**TASK OBJECTIVE:** Rewrite everything from the start of the entries down to and including the line containing "[124,252,157,288]" as a JSON list of strings, one string per line, and include nothing beyond that line. Omit blank lines and leave the pictures out of the answer.

**DATA:**
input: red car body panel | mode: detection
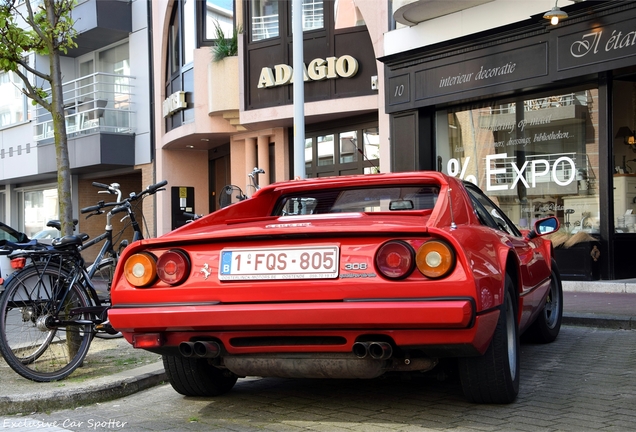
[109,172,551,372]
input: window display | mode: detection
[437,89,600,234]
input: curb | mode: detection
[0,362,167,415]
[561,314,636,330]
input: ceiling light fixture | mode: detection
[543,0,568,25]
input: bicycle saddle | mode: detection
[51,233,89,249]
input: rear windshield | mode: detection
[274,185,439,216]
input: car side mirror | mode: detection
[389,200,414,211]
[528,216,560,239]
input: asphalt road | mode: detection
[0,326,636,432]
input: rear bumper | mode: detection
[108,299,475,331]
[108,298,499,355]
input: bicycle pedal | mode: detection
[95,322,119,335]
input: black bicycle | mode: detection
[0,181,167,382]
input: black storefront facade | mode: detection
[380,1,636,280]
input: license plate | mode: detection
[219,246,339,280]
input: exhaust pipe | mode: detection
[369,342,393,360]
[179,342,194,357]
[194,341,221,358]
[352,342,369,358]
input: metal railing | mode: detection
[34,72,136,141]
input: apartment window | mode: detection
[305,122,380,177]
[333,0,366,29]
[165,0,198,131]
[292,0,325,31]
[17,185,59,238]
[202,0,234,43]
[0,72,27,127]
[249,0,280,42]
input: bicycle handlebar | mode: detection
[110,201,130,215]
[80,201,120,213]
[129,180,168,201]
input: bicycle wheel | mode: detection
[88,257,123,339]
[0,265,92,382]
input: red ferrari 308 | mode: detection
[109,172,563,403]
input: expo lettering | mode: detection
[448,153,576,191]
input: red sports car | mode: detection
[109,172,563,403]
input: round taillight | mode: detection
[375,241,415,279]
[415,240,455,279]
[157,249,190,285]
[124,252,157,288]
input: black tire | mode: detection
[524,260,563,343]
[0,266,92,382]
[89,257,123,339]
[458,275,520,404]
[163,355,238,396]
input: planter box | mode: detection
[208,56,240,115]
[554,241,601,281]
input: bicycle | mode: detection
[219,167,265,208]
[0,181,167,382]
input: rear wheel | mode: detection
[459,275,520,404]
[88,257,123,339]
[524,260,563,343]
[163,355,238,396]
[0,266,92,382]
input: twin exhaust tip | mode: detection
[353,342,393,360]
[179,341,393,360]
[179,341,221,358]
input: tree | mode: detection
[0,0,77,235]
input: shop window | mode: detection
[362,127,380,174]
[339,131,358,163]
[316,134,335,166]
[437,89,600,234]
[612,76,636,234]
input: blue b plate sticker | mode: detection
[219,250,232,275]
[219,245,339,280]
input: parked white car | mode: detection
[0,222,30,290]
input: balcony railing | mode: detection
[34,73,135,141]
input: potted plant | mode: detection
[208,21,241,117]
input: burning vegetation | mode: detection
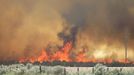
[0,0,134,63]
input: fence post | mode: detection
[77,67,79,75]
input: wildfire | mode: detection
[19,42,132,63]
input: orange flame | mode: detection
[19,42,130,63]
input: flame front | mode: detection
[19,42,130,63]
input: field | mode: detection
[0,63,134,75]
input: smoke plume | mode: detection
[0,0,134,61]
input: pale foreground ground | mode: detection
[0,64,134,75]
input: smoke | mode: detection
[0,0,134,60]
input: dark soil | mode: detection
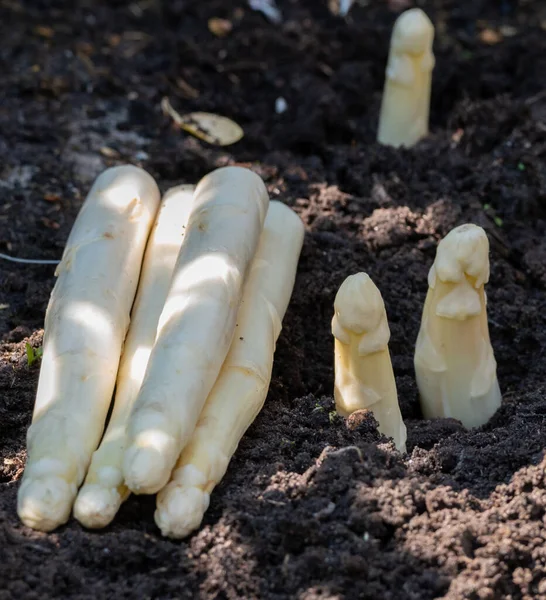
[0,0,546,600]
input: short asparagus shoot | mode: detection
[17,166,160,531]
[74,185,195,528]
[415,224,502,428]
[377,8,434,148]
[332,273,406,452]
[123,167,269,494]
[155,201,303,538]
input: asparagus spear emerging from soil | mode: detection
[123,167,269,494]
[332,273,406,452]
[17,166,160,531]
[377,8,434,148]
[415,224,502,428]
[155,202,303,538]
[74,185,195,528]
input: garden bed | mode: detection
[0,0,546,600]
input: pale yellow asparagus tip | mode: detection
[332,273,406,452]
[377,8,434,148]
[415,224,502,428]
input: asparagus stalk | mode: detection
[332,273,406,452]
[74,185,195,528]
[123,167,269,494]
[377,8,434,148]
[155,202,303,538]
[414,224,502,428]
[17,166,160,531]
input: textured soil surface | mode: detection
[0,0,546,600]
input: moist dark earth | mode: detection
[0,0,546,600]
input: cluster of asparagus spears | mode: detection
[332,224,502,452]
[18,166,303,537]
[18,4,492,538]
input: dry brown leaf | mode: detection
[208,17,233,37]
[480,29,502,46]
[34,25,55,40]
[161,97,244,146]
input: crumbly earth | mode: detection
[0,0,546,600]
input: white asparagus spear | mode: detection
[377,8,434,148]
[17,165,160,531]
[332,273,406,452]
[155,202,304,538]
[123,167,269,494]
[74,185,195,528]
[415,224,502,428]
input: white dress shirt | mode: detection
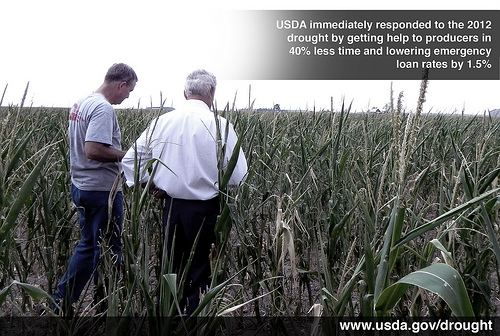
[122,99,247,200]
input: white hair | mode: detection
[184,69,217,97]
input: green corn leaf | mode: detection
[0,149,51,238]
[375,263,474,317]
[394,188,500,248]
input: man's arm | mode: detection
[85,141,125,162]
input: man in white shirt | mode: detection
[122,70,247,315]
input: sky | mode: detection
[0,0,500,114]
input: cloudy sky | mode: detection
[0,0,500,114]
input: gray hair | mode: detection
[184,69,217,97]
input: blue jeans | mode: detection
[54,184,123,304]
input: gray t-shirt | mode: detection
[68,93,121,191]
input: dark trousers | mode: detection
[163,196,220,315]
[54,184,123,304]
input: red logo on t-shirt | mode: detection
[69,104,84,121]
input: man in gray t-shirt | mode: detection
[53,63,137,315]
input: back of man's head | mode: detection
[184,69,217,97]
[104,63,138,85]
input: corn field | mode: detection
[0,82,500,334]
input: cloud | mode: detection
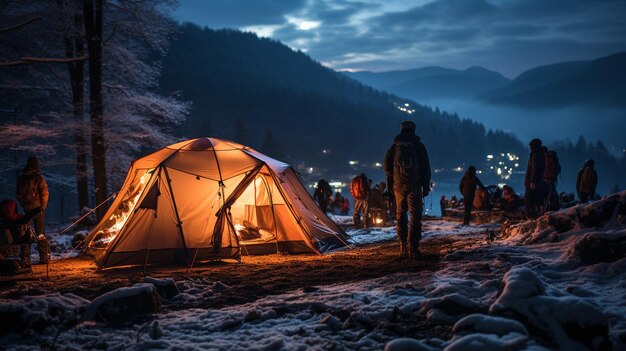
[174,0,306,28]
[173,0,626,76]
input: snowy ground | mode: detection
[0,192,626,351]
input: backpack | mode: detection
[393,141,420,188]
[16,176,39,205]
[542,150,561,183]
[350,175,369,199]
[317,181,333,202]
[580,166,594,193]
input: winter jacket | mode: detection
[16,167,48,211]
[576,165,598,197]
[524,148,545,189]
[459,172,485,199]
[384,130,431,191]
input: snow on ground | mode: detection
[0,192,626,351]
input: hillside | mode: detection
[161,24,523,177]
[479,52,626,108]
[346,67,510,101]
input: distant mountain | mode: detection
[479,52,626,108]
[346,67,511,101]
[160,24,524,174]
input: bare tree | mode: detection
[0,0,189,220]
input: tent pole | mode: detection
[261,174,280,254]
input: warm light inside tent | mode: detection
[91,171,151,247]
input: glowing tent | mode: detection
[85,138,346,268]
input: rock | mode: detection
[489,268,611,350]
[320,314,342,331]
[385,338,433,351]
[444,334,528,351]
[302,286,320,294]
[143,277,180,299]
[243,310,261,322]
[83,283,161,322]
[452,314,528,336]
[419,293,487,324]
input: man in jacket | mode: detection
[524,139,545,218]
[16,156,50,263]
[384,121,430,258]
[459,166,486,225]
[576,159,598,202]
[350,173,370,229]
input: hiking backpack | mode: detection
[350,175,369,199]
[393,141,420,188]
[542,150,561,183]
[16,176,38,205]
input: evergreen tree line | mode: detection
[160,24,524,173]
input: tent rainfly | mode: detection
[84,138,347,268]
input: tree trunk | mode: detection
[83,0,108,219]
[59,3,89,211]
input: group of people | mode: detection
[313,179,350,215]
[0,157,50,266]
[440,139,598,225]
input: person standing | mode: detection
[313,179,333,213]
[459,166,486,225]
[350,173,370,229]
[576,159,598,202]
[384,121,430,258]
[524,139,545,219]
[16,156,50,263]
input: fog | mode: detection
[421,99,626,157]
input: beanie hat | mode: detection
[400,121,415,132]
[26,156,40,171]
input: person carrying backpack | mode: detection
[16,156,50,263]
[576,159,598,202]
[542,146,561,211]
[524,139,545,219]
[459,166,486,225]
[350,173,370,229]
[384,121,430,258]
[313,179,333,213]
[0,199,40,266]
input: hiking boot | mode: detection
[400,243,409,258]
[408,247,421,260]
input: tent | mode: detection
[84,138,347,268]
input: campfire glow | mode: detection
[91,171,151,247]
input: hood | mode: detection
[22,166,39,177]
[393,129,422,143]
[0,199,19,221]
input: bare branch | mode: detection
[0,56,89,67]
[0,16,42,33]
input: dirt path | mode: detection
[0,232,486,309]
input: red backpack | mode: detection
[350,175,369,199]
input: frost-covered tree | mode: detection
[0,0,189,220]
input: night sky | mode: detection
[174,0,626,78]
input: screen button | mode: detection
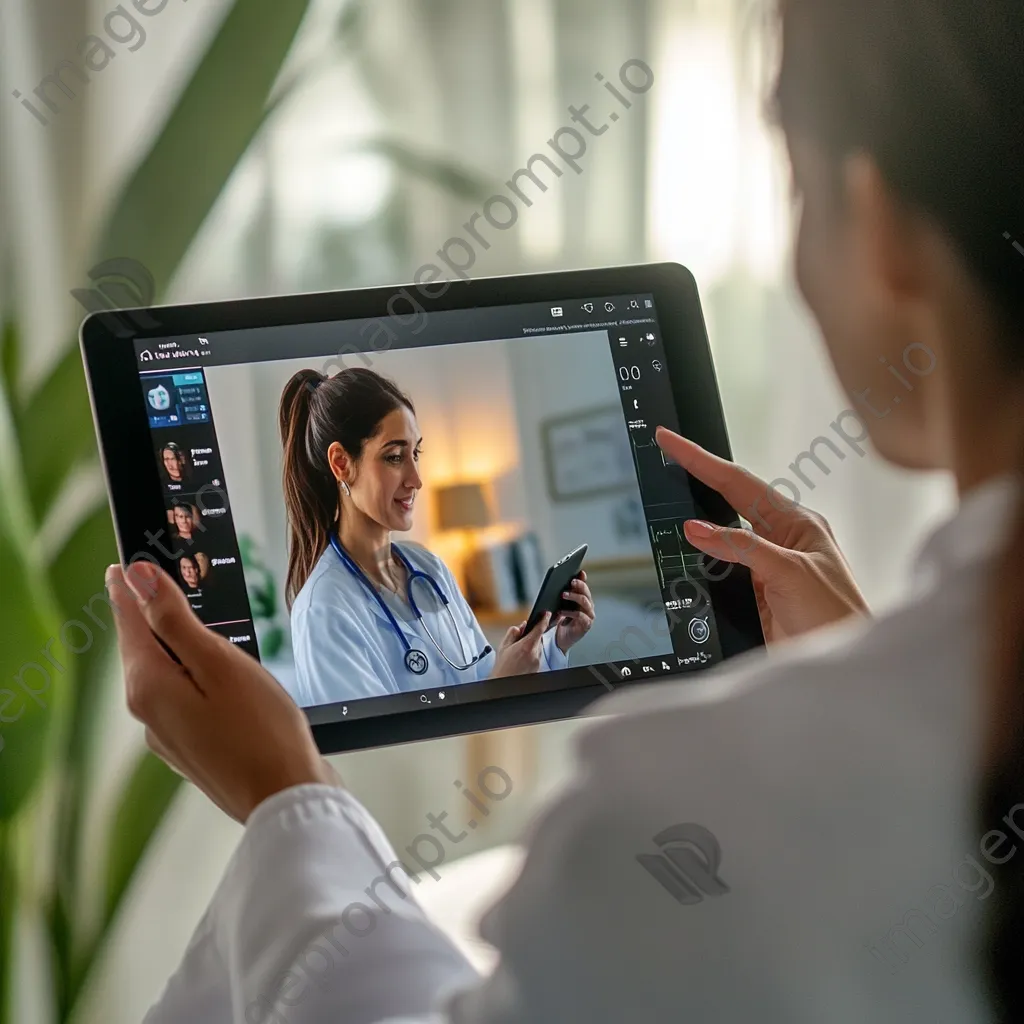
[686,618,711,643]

**TASK ANSWER:**
[
  "input: red car body panel | mode: detection",
  "[109,172,551,372]",
  "input: window display | mode: detection",
  "[437,89,600,234]",
  "input: curb | mode: detection",
  "[0,362,167,415]",
  "[561,314,636,330]",
  "input: ceiling light fixture | mode: detection",
  "[543,0,568,25]",
  "input: bicycle saddle | mode: detection",
  "[51,233,89,249]",
  "input: rear windshield | mode: detection",
  "[274,185,439,216]",
  "input: car side mirror | mode: detection",
  "[389,200,414,211]",
  "[528,216,560,239]",
  "input: asphalt road | mode: detection",
  "[0,326,636,432]",
  "input: rear bumper | mode: detection",
  "[108,299,475,331]",
  "[108,298,499,355]",
  "input: bicycle pedal | mode: detection",
  "[95,322,119,335]",
  "input: black bicycle | mode: detection",
  "[0,181,167,382]",
  "input: black storefront facade | mode: detection",
  "[380,1,636,280]",
  "input: license plate | mode: detection",
  "[219,246,339,280]",
  "input: exhaust pipe | mode: detection",
  "[369,342,393,360]",
  "[179,342,194,357]",
  "[194,341,221,358]",
  "[352,342,369,358]",
  "input: metal railing | mode: detection",
  "[34,72,136,141]",
  "input: apartment window | mode: detection",
  "[305,122,380,177]",
  "[333,0,366,29]",
  "[165,0,198,131]",
  "[292,0,325,31]",
  "[17,185,59,238]",
  "[202,0,234,43]",
  "[0,72,27,127]",
  "[249,0,280,42]",
  "input: bicycle handlebar | mode: detection",
  "[110,201,130,215]",
  "[80,201,120,213]",
  "[129,180,168,201]",
  "input: bicycle wheel | mode: detection",
  "[88,257,123,339]",
  "[0,265,92,382]",
  "input: red ferrari 308 | mode: detection",
  "[109,172,563,403]",
  "input: expo lettering | mode: detection",
  "[448,153,576,191]",
  "input: red sports car | mode: detection",
  "[109,172,563,403]",
  "input: round taillight | mode: detection",
  "[375,241,415,279]",
  "[415,240,455,279]",
  "[157,249,190,285]",
  "[124,252,157,288]"
]